Yes, that one worked. My testsystem is doing make -j10 && make clean
in a loop since 4 hours now. Thanks!

Sebastian
Gerald Schaefer Feb. 24, 2016, 4:44 p.m. UTC | #8
On Tue, 23 Feb 2016 22:33:45 +0300
"Kirill A. Shutemov" <kirill@shutemov.name> wrote:

> On Tue, Feb 23, 2016 at 07:19:07PM +0100, Gerald Schaefer wrote:
> > I'll check with Martin, maybe it is actually trivial, then we can
> > do a quick test it to rule that one out.
> 
> Oh. I found a bug in __split_huge_pmd_locked(). Although, not sure if it's
> _the_ bug.
> 
> pmdp_invalidate() is called for the wrong address :-/
> I guess that can be destructive on the architecture, right?

SUPPLIED MATERIAL -
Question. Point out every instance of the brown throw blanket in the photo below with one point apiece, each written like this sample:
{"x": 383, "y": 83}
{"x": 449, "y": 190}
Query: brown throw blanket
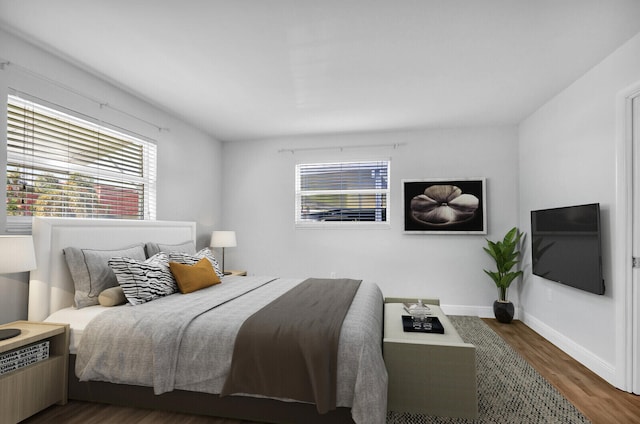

GIVEN EXERCISE 1 -
Reproduce the part of the mailing-list excerpt starting at "Yes, that one" and ending at "that one out.".
GIVEN EXERCISE 2 -
List every person named in the mailing-list excerpt.
GIVEN EXERCISE 3 -
Pick up the mailing-list excerpt after its last line and keep it going.
The material isn't needed for any of this.

TASK OUTPUT 1 -
Yes, that one worked. My testsystem is doing make -j10 && make clean
in a loop since 4 hours now. Thanks!

Sebastian
Gerald Schaefer Feb. 24, 2016, 4:44 p.m. UTC | #8
On Tue, 23 Feb 2016 22:33:45 +0300
"Kirill A. Shutemov" <kirill@shutemov.name> wrote:

> On Tue, Feb 23, 2016 at 07:19:07PM +0100, Gerald Schaefer wrote:
> > I'll check with Martin, maybe it is actually trivial, then we can
> > do a quick test it to rule that one out.

TASK OUTPUT 2 -
Sebastian
Gerald Schaefer
Kirill A. Shutemov
Martin

TASK OUTPUT 3 -
Thanks, that's it! We can no longer reproduce the crashes and calling
pmdp_invalidate() with a wrong address also perfectly explains the
memory corruption that I found in several dumps: 0x020 was ORed into
pte entries, which didn't make sense, and caused the list corruption
for example. 0x020 it is the invalid bit for pmd entries on s390 and
thus can be explained by this bug when a pte table lies before a pmd
table in memory.

> 
> Could you check this?
> 
> diff --git a/mm/huge_memory.c b/mm/huge_memory.c
> index 1c317b85ea7d..4246bc70e55a 100644
> --- a/mm/huge_memory.c
> +++ b/mm/huge_memory.c
> @@ -2865,7 +2865,7 @@ static void __split_huge_pmd_locked(struct vm_area_struct *vma, pmd_t *pmd,
>  	pgtable = pgtable_trans_huge_withdraw(mm, pmd);
>  	pmd_populate(mm, &_pmd, pgtable);
> 
> -	for (i = 0; i < HPAGE_PMD_NR; i++, haddr += PAGE_SIZE) {
> +	for (i = 0; i < HPAGE_PMD_NR; i++) {
>  		pte_t entry, *pte;
>  		/*
>  		 * Note that NUMA hinting access restrictions are not
> @@ -2886,9 +2886,9 @@ static void __split_huge_pmd_locked(struct vm_area_struct *vma, pmd_t *pmd,
>  		}
>  		if (dirty)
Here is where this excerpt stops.